_Exercise prompt_.
Take the entries below and print all of them exactly, please.

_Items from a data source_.
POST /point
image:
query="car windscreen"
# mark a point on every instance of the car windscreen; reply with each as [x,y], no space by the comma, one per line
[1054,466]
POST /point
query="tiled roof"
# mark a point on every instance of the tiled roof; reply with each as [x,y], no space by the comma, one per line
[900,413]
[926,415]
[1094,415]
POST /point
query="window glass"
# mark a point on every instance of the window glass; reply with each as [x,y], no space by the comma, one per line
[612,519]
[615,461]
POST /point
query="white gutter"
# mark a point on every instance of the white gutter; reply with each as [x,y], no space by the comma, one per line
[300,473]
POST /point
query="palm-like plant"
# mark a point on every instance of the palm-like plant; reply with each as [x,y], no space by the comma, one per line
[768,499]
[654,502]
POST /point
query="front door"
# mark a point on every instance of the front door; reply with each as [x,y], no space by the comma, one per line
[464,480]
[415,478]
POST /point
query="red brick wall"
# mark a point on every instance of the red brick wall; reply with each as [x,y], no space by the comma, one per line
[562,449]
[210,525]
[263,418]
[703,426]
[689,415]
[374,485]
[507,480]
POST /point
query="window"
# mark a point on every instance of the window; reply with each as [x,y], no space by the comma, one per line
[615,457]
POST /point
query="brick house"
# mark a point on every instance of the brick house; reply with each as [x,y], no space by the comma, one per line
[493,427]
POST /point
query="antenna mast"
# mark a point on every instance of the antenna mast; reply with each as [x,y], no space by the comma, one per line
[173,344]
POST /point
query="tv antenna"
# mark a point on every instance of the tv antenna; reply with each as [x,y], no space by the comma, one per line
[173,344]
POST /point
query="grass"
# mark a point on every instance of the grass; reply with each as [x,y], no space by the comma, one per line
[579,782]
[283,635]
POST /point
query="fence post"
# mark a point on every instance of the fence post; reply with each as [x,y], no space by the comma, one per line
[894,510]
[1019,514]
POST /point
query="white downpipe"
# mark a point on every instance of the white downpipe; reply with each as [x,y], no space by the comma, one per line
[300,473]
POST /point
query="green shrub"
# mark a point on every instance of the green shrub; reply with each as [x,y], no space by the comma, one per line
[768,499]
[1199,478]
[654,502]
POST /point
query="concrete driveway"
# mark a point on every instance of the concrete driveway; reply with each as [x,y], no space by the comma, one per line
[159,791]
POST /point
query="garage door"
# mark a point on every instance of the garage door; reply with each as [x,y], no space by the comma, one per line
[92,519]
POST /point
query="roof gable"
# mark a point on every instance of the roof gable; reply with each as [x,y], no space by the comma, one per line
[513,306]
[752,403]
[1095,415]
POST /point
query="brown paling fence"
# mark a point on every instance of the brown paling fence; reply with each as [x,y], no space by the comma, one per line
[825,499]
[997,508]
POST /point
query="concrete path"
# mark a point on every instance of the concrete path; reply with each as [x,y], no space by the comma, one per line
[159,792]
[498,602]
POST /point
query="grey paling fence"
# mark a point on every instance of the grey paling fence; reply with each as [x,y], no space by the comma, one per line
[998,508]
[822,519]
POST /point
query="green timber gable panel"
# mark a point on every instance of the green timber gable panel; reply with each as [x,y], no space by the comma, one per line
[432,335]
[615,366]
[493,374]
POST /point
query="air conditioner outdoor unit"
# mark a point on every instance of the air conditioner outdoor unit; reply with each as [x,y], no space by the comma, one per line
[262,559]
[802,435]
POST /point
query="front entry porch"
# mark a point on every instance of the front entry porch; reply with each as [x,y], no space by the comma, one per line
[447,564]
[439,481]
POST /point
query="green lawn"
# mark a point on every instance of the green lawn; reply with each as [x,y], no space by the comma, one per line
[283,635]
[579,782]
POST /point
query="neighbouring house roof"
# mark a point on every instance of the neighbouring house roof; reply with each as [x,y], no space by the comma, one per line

_Finished exercise_.
POST /point
image:
query="car windscreen"
# mark a point on every instance of the car windscreen; reply with each as [x,y], no space by the comma, one per line
[1054,466]
POST /point
query="tiled roof"
# mark a point on every instance of the tiled roof; reply with each as [x,y], no space by the comma, one per line
[900,413]
[926,415]
[1094,415]
POST /point
query="window glass"
# mark a point on every instance of the window glass; reply with each as [x,y], no space by the comma, one per line
[612,519]
[615,461]
POST /point
query="white gutter"
# mark a point on every instance of the white gutter; reply with each as [x,y], no space by the comma, one per line
[300,473]
POST /point
query="palm-like plant"
# mark a point on every instance of the palm-like plant; reply with each as [x,y], no space by the comma, one per line
[768,499]
[654,502]
POST /point
query="front door"
# mark a point on every instance of the front door; reply with each as [x,y], no space by the comma, one per line
[464,480]
[415,478]
POST /point
query="red brick wall"
# mark a point on every instance of the red brick wall; reply with each as [x,y], no space by the comma, one per line
[562,449]
[210,525]
[263,418]
[703,426]
[689,415]
[374,485]
[507,480]
POST /point
query="window"
# mark a point on every instance of the window; reply with each as [x,y], no space by the comma, one per line
[615,457]
POST /point
query="brick house"
# mark a point on every instance of the brick house; reply with each as [x,y], no space by the comma, one per line
[493,427]
POST /point
query="antenna mast"
# mark a point on every instance of the antenna mast; reply with each as [x,y], no space by the comma, one per line
[173,344]
POST /point
query="tv antenna"
# mark a point on every instance of the tv antenna; reply with each as [x,y], no space by the comma, one per line
[173,344]
POST /point
query="grass"
# mark a point on every instance of the grass; reply with each as [x,y], no space by the comma, one per line
[579,782]
[283,635]
POST /point
query="fence post"
# mark a point on every instance of the fence post; reply with each as [x,y], no space by the comma, one per line
[894,510]
[1019,514]
POST /point
query="white downpipe"
# mark a point on every instance of the white downpipe; reply with each as [x,y], no space by the comma, one per line
[300,473]
POST /point
query="green shrub"
# mark a point on every instance of the green shrub; reply with each as [x,y], no space by the comma, one per line
[768,499]
[1199,478]
[654,502]
POST /point
query="concrete driveway"
# mark a point on every instance of the concrete driveway; reply with each as [x,y], no space by the comma, one per line
[159,791]
POST /point
query="garage door"
# mark a point on every instance of the garage door; reply with each as [x,y], no space by the comma, one per line
[92,519]
POST /point
query="roof gable"
# mark a point on every instance of the roof gable; reply with each as [x,y], no space by the comma, one per line
[513,306]
[752,403]
[1095,415]
POST /point
query="brown paling fence"
# mark a point on every instance of the brown paling fence; reply with each as [x,y], no space by the comma, one per line
[825,499]
[997,508]
POST /point
query="concrete path"
# mark a point on every instance of the concrete path; reply with each as [x,y], no space by the comma, one per line
[159,792]
[498,602]
POST /point
query="grey paling fence"
# mark a point on every instance of the grey paling fence; reply with each as [x,y], no space by the comma, one per line
[998,508]
[822,519]
POST /point
query="green timber gable panel"
# mark a point on every instance of the green timber gable panel; reply with each as [x,y], no space by the comma, one per line
[432,335]
[615,366]
[493,374]
POST /point
query="air conditioner outdoor unit"
# mark a point on every instance of the air conditioner outdoor unit; reply with each as [x,y], no space by the comma, one per line
[262,559]
[802,435]
POST /point
query="front entry porch"
# mark a point on every instance of the front entry porch; reply with each as [x,y], no space by the comma, one per line
[447,564]
[439,481]
POST /point
query="green lawn"
# mark a point on every instance of the green lawn; reply with each as [x,y], no space by the comma, one per line
[283,635]
[579,782]
POST /point
query="neighbouring house roof"
# mark a point on every instance of the neighbouring house roof; reply with each as [x,y], no space by the comma, one per line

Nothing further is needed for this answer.